● **Objectif de l'exercice**:
Présente toutes les données ci-dessous dans un tableau Markdown à deux colonnes, « Numéro » et « Texte », avec une rangée par ligne et sans les lignes vides. Ne mets pas les images dans ta réponse.

━━ Données de l'exercice ━━

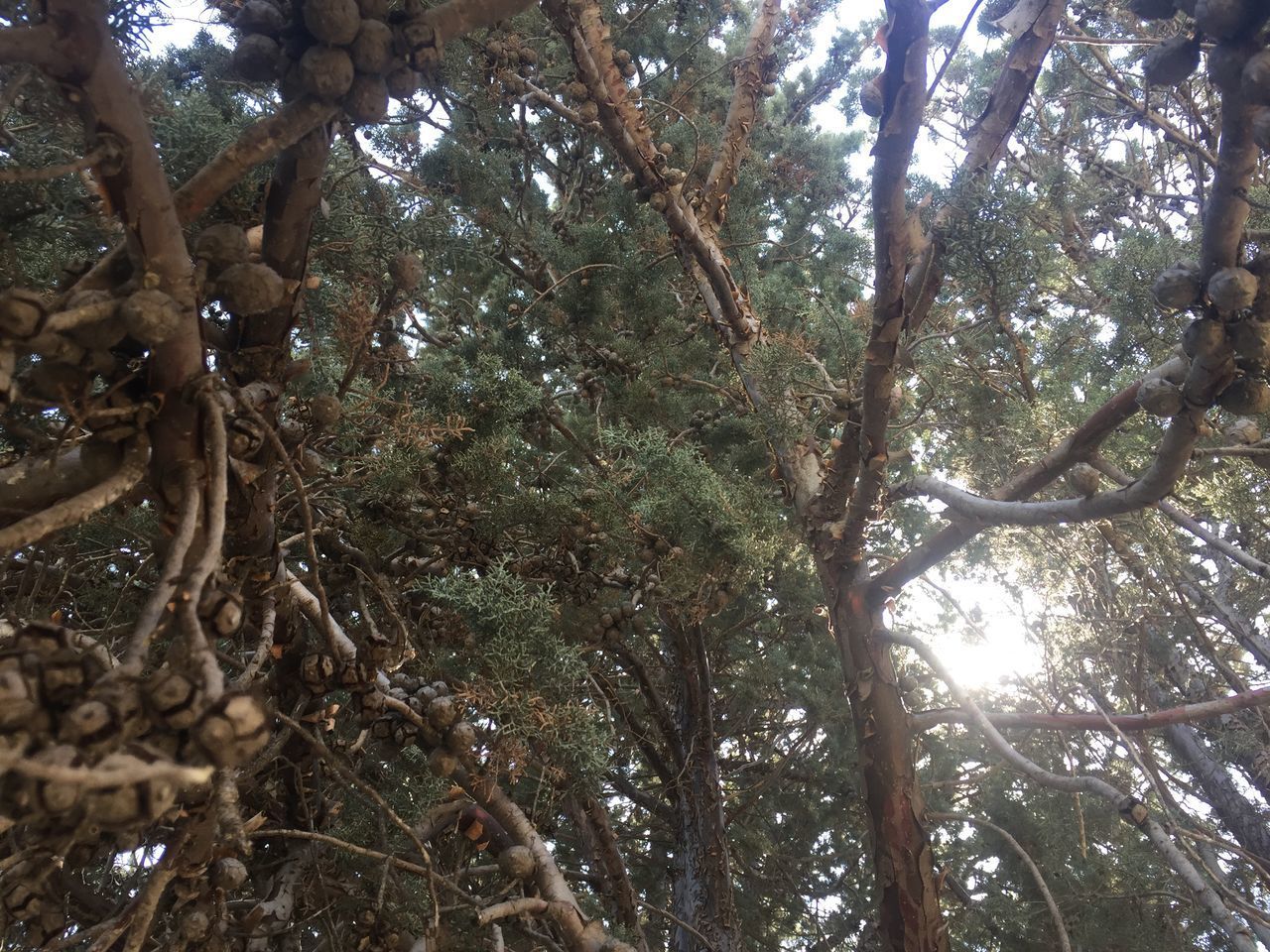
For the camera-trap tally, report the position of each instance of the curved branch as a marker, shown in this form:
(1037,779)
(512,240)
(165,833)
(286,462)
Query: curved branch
(1146,721)
(742,113)
(1129,807)
(76,509)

━━━

● **Problème résolu**:
| Numéro | Texte |
|---|---|
| 1 | For the camera-trap tally, report the position of each instance of the curved branch as a marker, shown in this form: |
| 2 | (1037,779) |
| 3 | (512,240) |
| 4 | (165,833) |
| 5 | (286,462) |
| 6 | Query: curved branch |
| 7 | (1146,721) |
| 8 | (742,113) |
| 9 | (1129,807) |
| 10 | (76,509) |